### What the task requires:
Reproduce the data verbatim, everything from the line containing "weathered plaster wall" down to the end of the data.

### Given entries:
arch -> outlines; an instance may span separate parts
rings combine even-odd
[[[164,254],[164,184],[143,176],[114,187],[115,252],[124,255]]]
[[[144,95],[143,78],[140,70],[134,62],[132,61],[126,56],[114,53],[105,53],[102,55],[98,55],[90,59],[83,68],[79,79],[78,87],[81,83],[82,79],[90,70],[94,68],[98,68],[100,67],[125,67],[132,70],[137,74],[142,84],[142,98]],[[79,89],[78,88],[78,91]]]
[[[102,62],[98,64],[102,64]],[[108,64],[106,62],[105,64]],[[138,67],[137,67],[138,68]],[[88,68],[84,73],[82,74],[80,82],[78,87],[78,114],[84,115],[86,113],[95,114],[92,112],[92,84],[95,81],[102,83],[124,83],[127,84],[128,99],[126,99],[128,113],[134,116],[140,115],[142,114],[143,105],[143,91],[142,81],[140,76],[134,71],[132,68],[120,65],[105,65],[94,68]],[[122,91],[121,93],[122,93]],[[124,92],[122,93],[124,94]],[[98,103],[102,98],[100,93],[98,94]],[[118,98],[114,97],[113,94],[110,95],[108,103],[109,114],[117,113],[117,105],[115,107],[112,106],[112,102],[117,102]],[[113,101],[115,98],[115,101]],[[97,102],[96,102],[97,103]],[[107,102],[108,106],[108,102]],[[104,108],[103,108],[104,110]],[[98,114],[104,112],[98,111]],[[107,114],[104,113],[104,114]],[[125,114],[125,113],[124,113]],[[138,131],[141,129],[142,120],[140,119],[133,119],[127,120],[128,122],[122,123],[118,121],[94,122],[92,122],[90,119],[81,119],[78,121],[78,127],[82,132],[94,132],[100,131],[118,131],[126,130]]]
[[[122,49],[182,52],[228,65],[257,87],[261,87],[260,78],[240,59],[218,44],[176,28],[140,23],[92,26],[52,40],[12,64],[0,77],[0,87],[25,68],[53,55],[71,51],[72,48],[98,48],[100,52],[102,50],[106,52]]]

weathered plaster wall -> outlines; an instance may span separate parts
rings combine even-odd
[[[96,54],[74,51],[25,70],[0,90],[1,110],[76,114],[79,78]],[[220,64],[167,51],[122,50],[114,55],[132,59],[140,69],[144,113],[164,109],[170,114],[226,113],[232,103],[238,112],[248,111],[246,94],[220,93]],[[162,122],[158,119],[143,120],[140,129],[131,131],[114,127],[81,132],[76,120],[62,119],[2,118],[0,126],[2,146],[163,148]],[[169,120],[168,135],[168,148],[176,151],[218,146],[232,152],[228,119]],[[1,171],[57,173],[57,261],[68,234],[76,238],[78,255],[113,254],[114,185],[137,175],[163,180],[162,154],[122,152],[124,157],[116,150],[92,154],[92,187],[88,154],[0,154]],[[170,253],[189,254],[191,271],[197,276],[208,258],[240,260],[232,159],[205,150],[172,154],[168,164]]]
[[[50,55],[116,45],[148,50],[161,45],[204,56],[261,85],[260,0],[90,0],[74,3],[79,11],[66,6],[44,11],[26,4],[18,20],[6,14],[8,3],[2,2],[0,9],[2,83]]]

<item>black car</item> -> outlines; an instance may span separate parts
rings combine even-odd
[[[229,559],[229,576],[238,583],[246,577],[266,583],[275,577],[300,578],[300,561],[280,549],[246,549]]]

### The response:
weathered plaster wall -> outlines; an instance may span separate parts
rings combine even-odd
[[[96,54],[74,51],[25,70],[0,90],[1,110],[76,114],[79,78]],[[220,64],[167,51],[122,50],[114,55],[132,59],[140,69],[144,113],[164,109],[170,114],[226,113],[232,103],[238,112],[248,111],[246,94],[220,93]],[[162,122],[158,119],[143,120],[140,129],[131,131],[114,127],[81,132],[76,120],[62,119],[2,118],[0,126],[2,146],[163,148]],[[169,120],[168,135],[168,148],[176,151],[218,146],[232,152],[228,119]],[[1,171],[57,173],[57,261],[68,234],[76,238],[78,255],[113,254],[114,185],[137,175],[163,180],[162,154],[122,152],[124,157],[116,150],[92,154],[92,187],[88,154],[0,154]],[[170,253],[189,254],[191,271],[197,276],[208,258],[240,260],[232,159],[205,150],[172,154],[168,164]]]
[[[50,55],[116,45],[148,50],[161,45],[204,56],[261,85],[260,0],[90,0],[74,3],[79,11],[66,6],[44,11],[26,4],[18,20],[6,14],[8,3],[2,2],[0,9],[2,83]]]

<item>black car</item> -> outlines; an instance may span separate parts
rings combine even-odd
[[[229,559],[229,576],[238,583],[246,577],[266,583],[275,577],[300,578],[300,561],[280,549],[246,549]]]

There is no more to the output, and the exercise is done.